Schrijf alle onderstaande gegevens woord voor woord over, van de eerste tot de laatste regel. Laat de afbeeldingen daarbij weg.

= Invoer =
------
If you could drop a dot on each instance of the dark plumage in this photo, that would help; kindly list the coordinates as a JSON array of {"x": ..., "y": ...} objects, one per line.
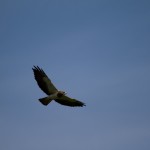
[{"x": 53, "y": 94}]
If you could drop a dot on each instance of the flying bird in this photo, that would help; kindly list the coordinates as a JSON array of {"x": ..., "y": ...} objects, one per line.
[{"x": 52, "y": 93}]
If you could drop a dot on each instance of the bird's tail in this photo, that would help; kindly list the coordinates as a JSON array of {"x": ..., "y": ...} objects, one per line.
[{"x": 45, "y": 101}]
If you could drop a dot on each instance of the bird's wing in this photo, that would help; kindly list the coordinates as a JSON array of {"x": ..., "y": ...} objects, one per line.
[
  {"x": 64, "y": 100},
  {"x": 43, "y": 81}
]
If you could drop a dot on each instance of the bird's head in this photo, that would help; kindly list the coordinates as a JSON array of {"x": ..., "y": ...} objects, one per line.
[{"x": 61, "y": 93}]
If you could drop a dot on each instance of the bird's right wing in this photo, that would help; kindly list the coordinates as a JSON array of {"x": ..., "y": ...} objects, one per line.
[
  {"x": 65, "y": 100},
  {"x": 43, "y": 81}
]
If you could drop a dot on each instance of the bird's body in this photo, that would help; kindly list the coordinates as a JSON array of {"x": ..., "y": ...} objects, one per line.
[{"x": 53, "y": 94}]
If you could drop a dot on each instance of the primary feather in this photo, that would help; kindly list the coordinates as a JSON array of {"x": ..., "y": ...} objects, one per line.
[{"x": 47, "y": 86}]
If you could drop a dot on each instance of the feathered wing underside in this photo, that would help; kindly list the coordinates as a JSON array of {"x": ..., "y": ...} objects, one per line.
[
  {"x": 64, "y": 100},
  {"x": 43, "y": 81}
]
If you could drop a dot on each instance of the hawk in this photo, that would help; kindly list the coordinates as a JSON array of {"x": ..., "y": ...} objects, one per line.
[{"x": 52, "y": 93}]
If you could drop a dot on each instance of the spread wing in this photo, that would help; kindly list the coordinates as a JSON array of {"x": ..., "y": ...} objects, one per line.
[
  {"x": 43, "y": 81},
  {"x": 64, "y": 100}
]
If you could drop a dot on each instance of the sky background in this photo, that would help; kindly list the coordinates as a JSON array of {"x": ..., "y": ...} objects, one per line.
[{"x": 98, "y": 51}]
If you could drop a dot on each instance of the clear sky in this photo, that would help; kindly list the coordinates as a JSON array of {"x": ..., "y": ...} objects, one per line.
[{"x": 98, "y": 51}]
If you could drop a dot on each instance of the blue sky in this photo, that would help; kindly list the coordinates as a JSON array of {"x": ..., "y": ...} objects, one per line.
[{"x": 96, "y": 51}]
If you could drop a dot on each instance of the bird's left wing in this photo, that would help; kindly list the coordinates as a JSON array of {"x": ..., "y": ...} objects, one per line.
[
  {"x": 43, "y": 81},
  {"x": 65, "y": 100}
]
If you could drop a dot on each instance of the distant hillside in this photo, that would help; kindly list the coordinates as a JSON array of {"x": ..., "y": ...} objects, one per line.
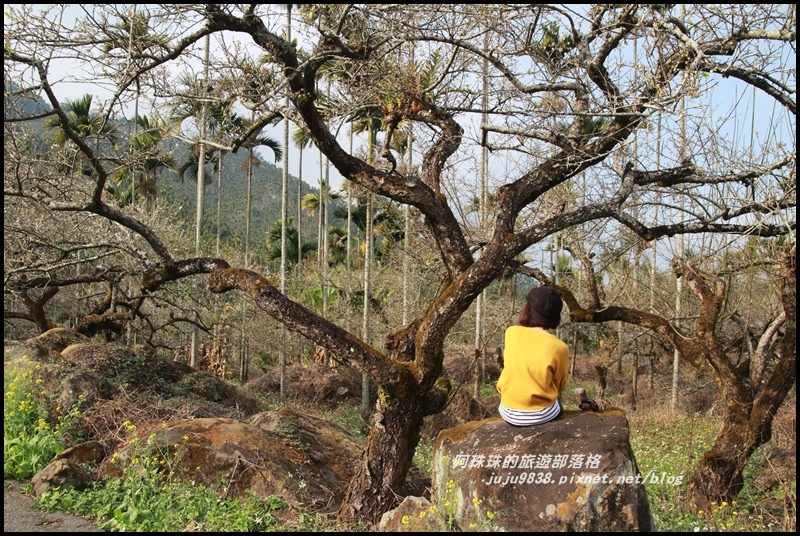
------
= Geschreven antwoord =
If you could drop a dot on each instance of the dark plumage in this photo, that would help; kindly list the coordinates as a JSON array of {"x": ..., "y": ...} objects, one per line.
[{"x": 53, "y": 94}]
If you could drop a dot on each instance of the flying bird in this photo, that would help; kindly list the coordinates as a JSON array of {"x": ..., "y": ...} objects, one per line.
[{"x": 52, "y": 93}]
If you could drop a dot on each instance of the bird's tail in this photo, that would help; kindly list the coordinates as a JSON array of {"x": ..., "y": ...} objects, one per line.
[{"x": 45, "y": 101}]
If you could drop a dot on each instance of the bird's wing in this photo, that would help; kindly list the coordinates as a JSON array of {"x": ..., "y": ...} objects, one per line.
[
  {"x": 64, "y": 100},
  {"x": 43, "y": 81}
]
If you could drop a dot on each instance of the bird's head in this photo, that would help; kindly list the coordinates as a JSON array of {"x": ..., "y": ...} objects, one per line.
[{"x": 61, "y": 93}]
If you could drop a dot on each instance of the bird's right wing in this photo, that would help; kindly list the coordinates as a JSON array of {"x": ..., "y": ...} objects, one per line.
[
  {"x": 65, "y": 100},
  {"x": 43, "y": 81}
]
If you could drop a dot on each instance of the bird's body in this photo, that would help; kindly list the coordinates as a JSON array of {"x": ..., "y": ...} objects, one per line.
[{"x": 53, "y": 94}]
If you could drop a dot on each instance of the primary feather in this photo, that would help; kindly list the coordinates as a JSON array of {"x": ..., "y": ...} objects, one per line.
[{"x": 47, "y": 86}]
If you could drop a dot on each instance of the feathered wing underside in this photo, that would help; kindly list the coordinates as a JSON array of {"x": ..., "y": ...} objects, one per line.
[
  {"x": 64, "y": 100},
  {"x": 43, "y": 81}
]
If you could drop a dot on each instance of the hawk in this photo, that would help; kindly list the coordinates as a JSON array of {"x": ..., "y": ...} objects, one per line.
[{"x": 52, "y": 93}]
If you could drop a dot on each instance of the spread wing in this photo, that would help; kindly list the coordinates as a JSON array of {"x": ..., "y": ...} objects, one per line.
[
  {"x": 43, "y": 81},
  {"x": 64, "y": 100}
]
If you could drop a dot on each instance of the sky background in this photo, that would help; kindly list the coordinates as a JSON array of {"x": ..., "y": ...} objects, one per line.
[{"x": 98, "y": 51}]
If you could drop a dot on each instance of the clear sky in this photo, that would help; kindly list the coordinates as a JSON array of {"x": ..., "y": ...} objects, one per line.
[{"x": 98, "y": 51}]
If you could drop a dot on each instance of the blue sky in this photo, that would help; kindly list the coordinates as a JSON array of {"x": ..., "y": ...} objects, one per line.
[{"x": 96, "y": 51}]
If you could drop a dot on each instance of the bird's left wing in this photo, that would help; kindly list the coordinates as a JSON array of {"x": ..., "y": ...} objects, one per line.
[
  {"x": 43, "y": 81},
  {"x": 65, "y": 100}
]
If you could drop a dot on each instance of the distant hillside in this photo, that would help; kindly list the coordinates as a JSON array of {"x": ..., "y": ...} objects, one per line.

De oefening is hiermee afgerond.